What the exercise asks:
Write out the listing from its start through the line that contains "Query: grass field", leaving out the pictures.
====================
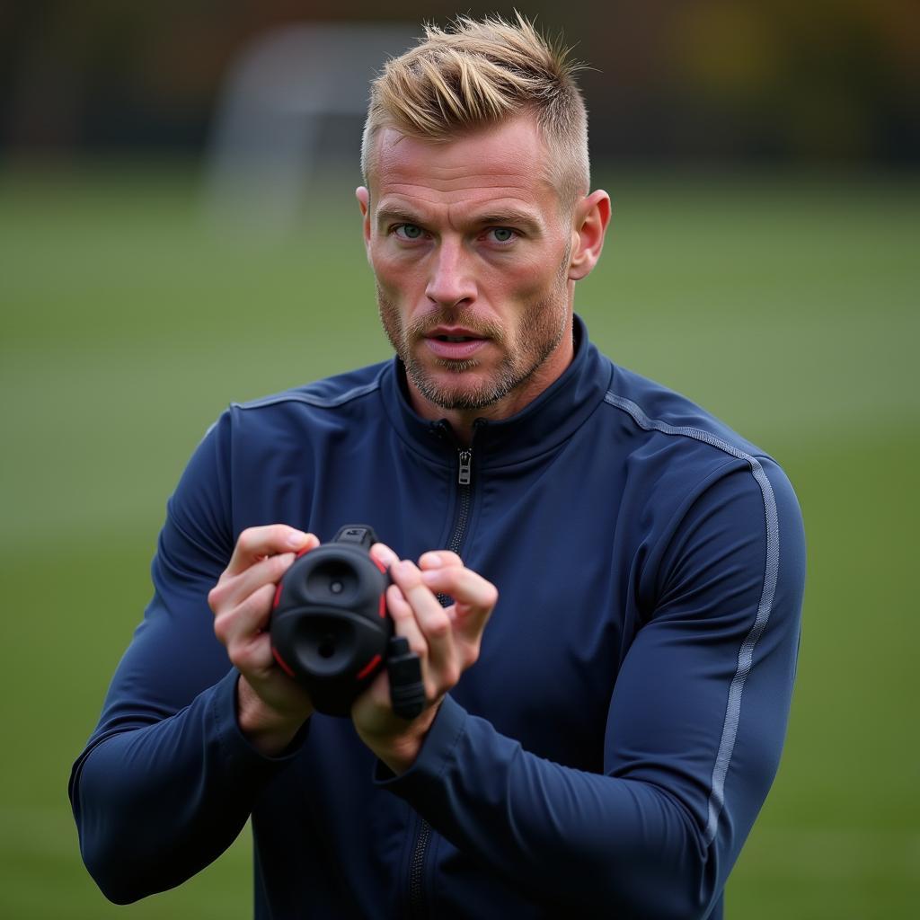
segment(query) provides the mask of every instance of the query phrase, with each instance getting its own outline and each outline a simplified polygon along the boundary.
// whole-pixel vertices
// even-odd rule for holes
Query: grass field
[[[776,456],[805,514],[792,721],[728,914],[914,917],[920,183],[602,179],[613,233],[577,297],[593,339]],[[357,207],[323,185],[272,242],[209,232],[187,172],[0,176],[2,917],[250,915],[247,840],[176,891],[108,904],[66,780],[206,426],[386,354]]]

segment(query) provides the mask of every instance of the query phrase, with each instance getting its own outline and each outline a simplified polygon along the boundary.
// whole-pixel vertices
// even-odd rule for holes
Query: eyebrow
[[[378,225],[381,224],[389,224],[393,221],[401,221],[405,224],[418,224],[419,226],[425,226],[427,224],[424,217],[407,209],[382,208],[377,212],[376,222]],[[514,208],[488,212],[483,214],[474,214],[469,223],[477,226],[520,227],[522,230],[535,236],[543,234],[543,223],[541,221],[526,211],[518,211]]]

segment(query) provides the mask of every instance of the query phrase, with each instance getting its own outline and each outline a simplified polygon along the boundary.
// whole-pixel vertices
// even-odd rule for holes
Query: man
[[[75,766],[86,864],[132,901],[251,814],[260,917],[719,917],[788,712],[791,488],[574,316],[610,202],[526,22],[390,62],[362,166],[397,357],[232,406],[199,446]],[[410,721],[385,675],[314,713],[265,632],[294,553],[359,521],[422,660]]]

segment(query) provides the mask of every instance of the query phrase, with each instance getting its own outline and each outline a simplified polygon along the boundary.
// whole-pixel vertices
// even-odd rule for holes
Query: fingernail
[[[374,555],[386,568],[389,568],[397,561],[397,554],[389,549],[378,549]]]

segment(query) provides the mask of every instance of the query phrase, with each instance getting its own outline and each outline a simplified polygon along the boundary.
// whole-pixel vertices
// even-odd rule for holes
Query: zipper
[[[425,876],[425,853],[428,842],[431,837],[431,825],[420,815],[416,828],[415,844],[412,847],[412,858],[408,864],[408,907],[409,916],[415,920],[425,915],[425,899],[422,890],[422,880]]]
[[[473,422],[473,440],[481,420]],[[442,420],[440,430],[456,444],[456,438],[450,424]],[[451,532],[451,539],[447,548],[460,554],[464,538],[466,535],[466,525],[469,523],[469,509],[473,498],[473,446],[457,446],[457,513]],[[443,607],[446,607],[449,598],[446,594],[438,594],[438,600]],[[419,816],[419,826],[416,831],[415,843],[412,846],[412,857],[408,864],[408,906],[409,916],[420,918],[425,915],[425,899],[422,887],[425,869],[425,856],[428,845],[431,839],[431,825],[421,815]]]

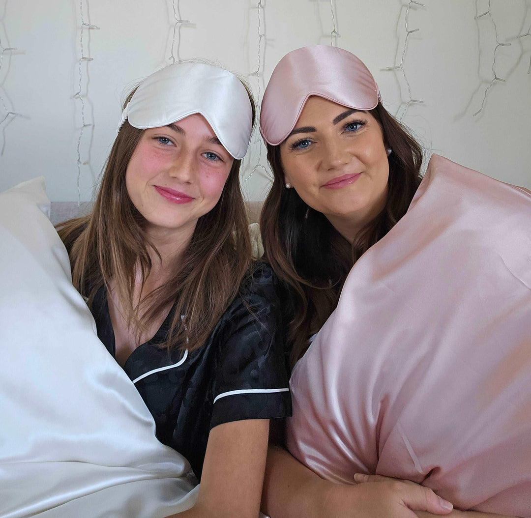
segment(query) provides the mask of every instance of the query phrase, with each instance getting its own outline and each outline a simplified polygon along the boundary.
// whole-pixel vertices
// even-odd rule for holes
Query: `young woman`
[[[416,260],[415,256],[424,257],[421,255],[422,243],[418,248],[410,251],[409,253],[407,252],[409,249],[408,243],[410,242],[408,239],[412,235],[412,239],[416,239],[414,234],[410,232],[407,235],[410,237],[400,241],[401,248],[395,246],[393,241],[386,249],[382,241],[378,248],[381,253],[374,261],[371,262],[367,259],[363,266],[359,266],[362,269],[361,270],[356,269],[356,265],[349,274],[362,255],[387,236],[408,209],[410,209],[412,201],[416,194],[417,202],[418,196],[423,195],[423,193],[420,192],[421,189],[418,188],[422,180],[421,148],[383,108],[378,87],[370,72],[355,56],[335,47],[316,46],[289,53],[275,68],[264,92],[260,128],[267,144],[268,158],[274,175],[274,182],[262,210],[261,230],[265,257],[282,281],[286,297],[292,308],[292,320],[288,333],[288,341],[292,347],[292,366],[301,358],[315,334],[326,322],[323,330],[316,339],[316,346],[314,342],[312,349],[296,366],[292,376],[294,417],[289,420],[288,424],[288,445],[298,459],[304,460],[314,471],[323,478],[336,482],[332,484],[323,480],[298,464],[285,451],[272,447],[268,456],[263,495],[264,507],[275,518],[282,516],[312,515],[406,517],[414,516],[413,511],[445,512],[441,503],[438,504],[439,508],[436,508],[438,503],[435,499],[436,497],[426,488],[421,488],[412,483],[393,481],[384,477],[367,478],[361,475],[354,476],[356,471],[363,469],[366,472],[371,472],[371,470],[375,470],[378,467],[380,473],[386,471],[389,472],[391,470],[399,473],[401,467],[410,467],[412,472],[416,474],[417,481],[427,481],[429,485],[433,484],[432,487],[439,489],[458,489],[461,485],[465,484],[463,493],[466,495],[467,491],[475,491],[476,502],[479,503],[487,499],[486,495],[491,489],[490,483],[485,483],[485,481],[493,478],[500,483],[498,485],[497,490],[499,495],[491,500],[491,506],[494,506],[494,508],[504,508],[504,508],[516,508],[507,507],[508,503],[512,504],[514,500],[520,503],[520,507],[518,508],[526,508],[522,503],[527,497],[525,488],[529,481],[528,474],[526,474],[526,468],[522,467],[527,465],[525,462],[521,462],[519,464],[516,462],[510,464],[516,473],[509,472],[512,471],[510,468],[504,471],[499,471],[501,465],[499,461],[503,462],[503,457],[499,459],[498,462],[493,462],[492,457],[489,456],[491,452],[488,447],[480,450],[481,453],[474,462],[468,461],[467,455],[474,459],[475,448],[478,445],[489,446],[489,439],[484,442],[481,434],[484,430],[484,424],[478,432],[479,435],[473,435],[474,441],[472,444],[468,444],[463,451],[456,451],[454,453],[451,450],[452,445],[450,444],[441,458],[433,460],[430,457],[430,461],[434,465],[431,471],[429,469],[423,471],[425,467],[423,466],[423,461],[429,456],[427,454],[436,445],[436,442],[432,442],[431,446],[429,440],[422,443],[423,447],[417,450],[418,456],[421,459],[419,462],[416,456],[415,448],[412,448],[407,442],[407,434],[404,430],[407,429],[409,433],[409,429],[406,429],[406,425],[410,425],[414,429],[418,429],[418,433],[413,435],[413,437],[420,437],[421,439],[435,436],[446,440],[454,436],[452,433],[455,431],[452,430],[457,429],[458,426],[462,427],[461,425],[467,422],[470,422],[469,433],[470,433],[473,424],[475,425],[472,421],[472,416],[475,416],[477,409],[484,408],[490,402],[495,401],[495,398],[491,396],[486,398],[484,386],[480,390],[480,395],[483,398],[481,403],[483,406],[475,402],[467,404],[464,410],[452,409],[451,405],[450,408],[444,406],[445,400],[438,397],[438,395],[440,395],[442,390],[443,393],[447,393],[449,396],[448,400],[452,401],[450,396],[456,393],[448,386],[451,383],[450,379],[454,380],[455,386],[459,385],[458,380],[454,378],[449,379],[448,377],[444,378],[443,376],[442,383],[439,385],[433,381],[435,375],[440,375],[440,372],[437,373],[435,368],[447,360],[442,356],[446,352],[442,345],[438,351],[431,345],[435,343],[433,340],[426,340],[422,347],[419,342],[417,342],[419,352],[415,355],[414,339],[412,338],[414,335],[407,332],[408,326],[404,328],[405,332],[401,338],[400,336],[397,338],[393,335],[393,324],[391,323],[396,322],[398,326],[401,322],[410,322],[409,327],[414,328],[415,324],[413,323],[419,321],[423,316],[422,305],[419,304],[418,308],[416,306],[412,306],[414,297],[412,297],[410,303],[407,298],[408,294],[411,295],[411,292],[414,295],[416,285],[408,290],[408,287],[404,286],[404,281],[401,280],[400,276],[394,284],[386,283],[389,280],[386,277],[389,271],[392,271],[393,268],[400,271],[401,265],[410,265],[408,274],[413,275],[413,279],[415,275],[419,277],[423,270],[428,269],[425,260],[419,259],[417,262],[414,262]],[[446,167],[453,171],[455,168],[448,166],[451,162],[439,158],[439,161],[435,161],[434,168],[436,168],[436,164],[440,164],[441,169]],[[490,191],[494,194],[492,198],[493,208],[495,206],[496,198],[504,201],[504,198],[507,197],[514,202],[519,196],[519,200],[527,196],[523,197],[521,192],[516,191],[515,188],[511,190],[511,186],[492,187],[489,184],[481,195],[474,193],[472,189],[472,195],[469,197],[471,201],[464,196],[461,198],[463,201],[457,202],[456,200],[459,191],[455,184],[459,181],[460,175],[466,177],[468,174],[466,172],[468,170],[465,170],[465,172],[461,170],[465,168],[461,168],[457,171],[457,180],[453,184],[450,183],[447,186],[443,183],[443,192],[436,193],[443,195],[445,201],[447,198],[444,196],[448,197],[448,204],[442,210],[439,207],[436,210],[433,202],[430,202],[433,199],[433,189],[430,186],[429,178],[424,184],[423,192],[427,189],[432,193],[430,195],[432,197],[429,197],[428,202],[423,205],[418,203],[424,206],[431,203],[425,212],[432,220],[440,218],[440,224],[435,229],[434,235],[438,232],[439,234],[443,232],[446,228],[445,218],[451,218],[455,212],[454,210],[452,212],[451,208],[459,206],[460,203],[461,205],[468,203],[466,206],[476,208],[473,205],[474,200],[481,195],[484,196],[486,193],[490,195]],[[477,173],[474,174],[478,177],[481,176]],[[431,177],[430,175],[427,176]],[[490,181],[494,183],[494,180]],[[436,183],[438,180],[434,182]],[[479,184],[482,184],[482,182],[484,183],[483,180],[478,180]],[[428,184],[427,187],[426,184]],[[439,182],[437,185],[440,184]],[[444,193],[447,187],[448,190]],[[523,205],[528,207],[529,202],[526,197],[523,200]],[[479,202],[477,203],[478,208],[480,204]],[[431,211],[430,206],[433,208]],[[487,207],[487,213],[488,209]],[[518,210],[515,209],[515,213]],[[424,213],[420,213],[421,217],[426,215]],[[477,213],[482,213],[480,211]],[[409,218],[410,222],[408,223],[409,225],[412,218],[414,219],[414,215]],[[495,221],[496,217],[491,217],[490,219]],[[522,228],[522,222],[525,221],[524,218],[513,218],[519,229]],[[485,224],[484,221],[482,222]],[[422,220],[414,221],[414,225],[416,225],[415,228],[417,229],[415,231],[417,235],[419,232],[422,235]],[[468,229],[468,234],[465,232],[463,236],[471,239],[473,230],[476,231],[475,229],[478,227],[473,221],[467,221],[467,223],[465,228]],[[400,228],[401,234],[399,237],[401,237],[406,235],[407,228],[405,230],[404,225]],[[396,236],[397,233],[393,235]],[[477,231],[474,235],[475,236],[476,234]],[[431,244],[431,241],[429,239],[430,237],[433,238],[433,236],[425,235],[423,239]],[[464,238],[461,236],[460,240],[458,240],[455,245],[456,251],[460,243],[463,243]],[[513,236],[511,239],[512,240],[510,243],[508,241],[508,244],[514,249],[517,239]],[[386,243],[389,242],[387,238]],[[453,243],[450,246],[450,241],[447,242],[448,246],[444,242],[437,241],[438,246],[440,246],[440,243],[442,243],[443,250],[445,247],[451,250],[451,246],[454,246]],[[479,243],[483,248],[478,248],[478,257],[482,257],[482,254],[488,255],[487,253],[490,252],[490,244],[488,242]],[[475,260],[475,256],[471,256],[472,258],[469,259],[467,253],[465,250],[463,262],[473,266],[472,262]],[[525,252],[523,253],[525,258]],[[499,255],[495,254],[494,256],[495,259],[496,257],[499,258]],[[453,260],[451,257],[450,263],[447,265],[449,267],[446,268],[441,259],[442,256],[434,257],[436,267],[432,275],[442,275],[447,270],[451,271],[450,263],[461,258],[456,251]],[[397,258],[398,266],[393,263],[395,257]],[[440,261],[440,263],[438,264],[437,261]],[[360,261],[360,263],[362,262]],[[495,266],[494,264],[492,266],[493,272],[496,272],[496,274],[489,280],[493,283],[492,286],[495,287],[492,290],[498,289],[504,283],[513,281],[518,284],[518,281],[515,277],[520,274],[515,269],[512,269],[514,277],[507,282],[505,279],[508,276],[504,272],[503,280],[497,277],[500,271],[498,266],[499,264],[501,263],[498,261]],[[498,269],[495,270],[495,268]],[[458,278],[460,274],[458,270],[454,270],[457,272],[456,278]],[[521,275],[524,274],[523,269]],[[350,282],[346,286],[347,275]],[[524,279],[521,275],[520,278]],[[383,281],[380,282],[381,279]],[[381,290],[365,289],[367,286],[370,287],[372,286],[372,280],[374,280],[377,288],[381,287]],[[451,280],[449,275],[448,282],[451,282]],[[475,288],[473,287],[472,297],[475,299],[479,297],[485,297],[485,301],[490,300],[486,298],[487,295],[491,294],[489,287],[479,290],[480,282],[478,278]],[[424,282],[436,284],[433,277],[430,278],[428,276]],[[513,287],[515,284],[510,286]],[[526,294],[524,288],[523,286],[521,293],[518,296],[516,292],[512,291],[515,298],[511,300],[518,301],[515,303],[513,314],[521,313],[523,308],[529,307],[528,293]],[[443,289],[442,286],[441,289]],[[389,304],[384,306],[381,304],[379,307],[383,306],[384,310],[379,312],[376,316],[371,314],[370,308],[373,307],[371,304],[376,307],[374,303],[375,299],[380,303],[382,300],[390,299],[393,293],[397,293],[397,290],[401,291],[392,299],[396,305],[390,307]],[[402,293],[401,296],[400,292]],[[362,293],[359,299],[356,298],[357,293]],[[502,294],[502,297],[507,296],[503,295],[502,291],[496,293],[499,296]],[[524,298],[519,298],[520,297]],[[440,298],[441,310],[444,307],[442,304],[443,299],[443,297]],[[344,299],[346,303],[343,303]],[[437,300],[435,293],[432,295],[430,299],[425,298],[424,303],[427,305],[429,302],[431,304]],[[497,298],[494,297],[494,300],[500,305],[501,300],[504,299],[498,296]],[[463,305],[464,300],[464,299],[458,298],[455,304]],[[475,300],[473,299],[473,300],[476,304]],[[338,301],[340,307],[329,319]],[[511,304],[513,304],[513,302]],[[413,310],[409,310],[410,307],[414,308]],[[367,307],[369,309],[365,310]],[[405,309],[402,310],[402,308]],[[466,314],[464,309],[461,310],[464,315]],[[398,316],[395,318],[393,313]],[[474,315],[476,320],[471,320],[468,323],[470,329],[474,329],[475,322],[481,321],[485,314],[489,314],[484,308],[483,313],[479,316],[477,313]],[[509,314],[511,314],[509,312]],[[432,316],[428,315],[426,323],[429,322],[430,318],[433,320],[434,314],[430,314]],[[509,322],[507,312],[502,312],[501,314],[502,316],[499,318],[504,318]],[[504,317],[503,315],[506,316]],[[404,315],[407,317],[405,320]],[[376,323],[375,326],[387,330],[387,333],[381,333],[382,339],[379,341],[378,339],[375,340],[373,338],[380,336],[376,332],[377,327],[371,327],[367,324],[364,329],[364,334],[358,333],[363,326],[363,321],[371,318],[372,322]],[[528,324],[525,323],[525,315],[521,314],[518,318],[519,320],[516,327],[511,327],[510,323],[509,324],[510,331],[506,338],[507,343],[510,344],[509,349],[512,346],[523,343],[518,341],[523,336],[529,337],[529,328]],[[329,319],[328,322],[327,319]],[[358,321],[362,321],[358,322]],[[466,318],[464,321],[466,322]],[[460,325],[459,322],[457,319],[456,327]],[[487,320],[487,323],[489,322]],[[495,323],[494,325],[487,327],[487,331],[493,333],[496,325],[500,324]],[[396,332],[395,332],[395,334]],[[451,339],[452,337],[447,336],[446,342],[450,343]],[[484,344],[486,340],[484,336],[476,339],[479,340],[479,344],[482,342]],[[439,341],[444,343],[444,341],[435,341],[438,343]],[[463,349],[463,343],[458,341],[458,349],[450,350],[451,347],[447,347],[449,349],[447,365],[452,365],[452,358],[456,357],[458,351]],[[396,345],[394,350],[391,348],[393,344]],[[410,350],[412,348],[412,351]],[[485,351],[488,350],[490,351],[488,355],[493,358],[495,351],[499,351],[500,349],[494,341],[484,348],[482,353],[487,354]],[[402,358],[399,352],[402,350],[406,350],[409,356]],[[470,350],[473,351],[475,349],[471,346]],[[434,351],[435,356],[438,354],[436,358],[434,357],[433,360],[429,356],[432,351]],[[392,359],[388,361],[388,358],[392,359],[395,356],[400,358],[402,363],[393,364]],[[526,357],[528,358],[528,355]],[[473,355],[469,361],[474,361]],[[412,368],[412,365],[418,366],[416,371]],[[475,365],[475,363],[472,365]],[[358,368],[358,365],[362,366]],[[380,365],[384,367],[379,370]],[[422,390],[417,381],[415,389],[421,394],[432,394],[431,401],[429,398],[427,402],[423,400],[424,406],[421,404],[421,408],[432,411],[422,415],[424,419],[414,420],[412,422],[405,416],[405,412],[400,413],[399,410],[401,411],[404,408],[409,409],[413,407],[404,400],[404,396],[399,391],[386,391],[388,380],[396,378],[399,381],[397,385],[399,388],[404,388],[404,393],[409,394],[405,390],[407,386],[405,384],[409,380],[415,379],[415,376],[418,378],[421,376],[418,369],[423,373],[428,372],[429,367],[434,366],[434,368],[429,371],[434,375],[434,378],[427,379],[428,384],[422,385]],[[493,368],[493,372],[495,372],[495,365]],[[453,370],[455,371],[456,369]],[[481,372],[481,368],[472,368],[469,369],[467,376],[475,382],[475,374]],[[420,379],[424,378],[420,377]],[[525,384],[525,380],[521,378],[520,379],[516,390],[514,390],[516,385],[511,380],[510,386],[513,396],[519,393],[519,388],[522,389],[527,386],[528,389],[528,385]],[[465,379],[465,382],[466,381]],[[436,391],[429,392],[431,387],[430,383],[437,388]],[[509,384],[507,381],[501,383]],[[372,392],[358,390],[360,386],[374,386],[375,389]],[[459,389],[456,390],[457,393],[463,393]],[[497,389],[493,387],[490,390],[495,391]],[[444,393],[444,390],[447,392]],[[464,393],[466,397],[466,392]],[[470,393],[471,396],[473,394]],[[359,402],[356,399],[358,394]],[[395,426],[397,421],[392,417],[393,415],[390,411],[386,413],[385,411],[388,408],[395,410],[396,401],[400,407],[397,412],[402,420],[399,421],[398,425]],[[439,405],[440,412],[436,411],[436,407],[434,408],[435,405]],[[506,408],[506,405],[507,403]],[[522,417],[524,415],[527,415],[529,412],[521,405],[518,408],[523,411],[523,413],[522,411],[520,413],[521,419],[524,418]],[[358,412],[360,409],[365,413]],[[492,409],[489,408],[488,410],[491,411]],[[455,421],[451,421],[453,415],[458,411],[461,413],[458,414]],[[496,412],[498,416],[503,415],[503,410],[500,413],[499,408]],[[516,414],[518,413],[517,409]],[[416,415],[414,413],[414,415]],[[485,412],[482,419],[484,419],[486,415],[489,413]],[[437,416],[435,419],[434,416]],[[459,416],[461,419],[458,425],[457,421]],[[491,419],[493,420],[491,422],[494,425],[493,416]],[[430,421],[434,423],[434,431],[424,430]],[[455,422],[453,427],[449,426],[450,422]],[[528,441],[527,446],[525,446],[528,424],[517,424],[520,421],[516,419],[512,422],[513,426],[510,429],[516,434],[513,446],[509,447],[506,436],[504,438],[506,433],[504,430],[508,428],[507,424],[503,423],[506,425],[504,428],[494,427],[495,430],[500,430],[502,435],[500,437],[499,434],[495,437],[498,442],[492,443],[495,447],[493,447],[492,450],[502,455],[504,451],[513,454],[519,452],[521,454],[520,460],[523,461],[529,456],[525,454],[528,449]],[[465,426],[465,432],[466,428]],[[439,430],[446,429],[448,431],[446,435],[439,433]],[[395,437],[392,435],[393,433],[397,438],[396,443],[393,442]],[[491,436],[489,434],[483,435],[485,437]],[[460,438],[455,437],[455,438],[457,445],[457,439]],[[399,441],[402,449],[393,449],[390,445],[398,444]],[[419,441],[415,446],[421,442],[422,441]],[[441,444],[442,442],[440,441]],[[484,459],[481,460],[482,455],[489,459],[489,462],[486,464],[484,463]],[[512,454],[510,458],[517,461],[517,456],[518,455]],[[443,460],[443,457],[456,461],[455,471],[453,473],[450,472],[447,475],[444,470],[436,467],[436,462]],[[389,463],[386,465],[387,470],[382,467],[384,459]],[[403,466],[401,466],[402,463]],[[489,465],[495,471],[482,472],[485,473],[485,476],[480,477],[478,472],[482,468],[484,469],[485,465]],[[513,474],[516,476],[513,477]],[[445,476],[447,478],[444,478]],[[431,478],[429,479],[429,477]],[[356,481],[369,483],[349,485]],[[408,490],[413,491],[421,489],[426,490],[423,502],[418,499],[415,501],[408,494]],[[447,490],[446,494],[449,493]],[[453,494],[458,494],[458,491]],[[467,506],[472,507],[473,504]],[[446,512],[449,512],[449,510],[447,509]],[[453,511],[452,514],[456,516],[460,514],[457,511]],[[465,514],[470,516],[482,515],[481,513],[474,512]]]
[[[184,516],[259,512],[290,403],[274,274],[239,183],[254,119],[234,74],[176,63],[129,96],[92,212],[59,226],[98,335],[200,479]]]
====================
Completed exercise:
segment(query) provides the mask of every instance of the query phrase, with each instance getting its own outline and each outline a simplified polygon along the boundary.
// whole-pixel vertices
// even-odd rule for holes
Query: grass field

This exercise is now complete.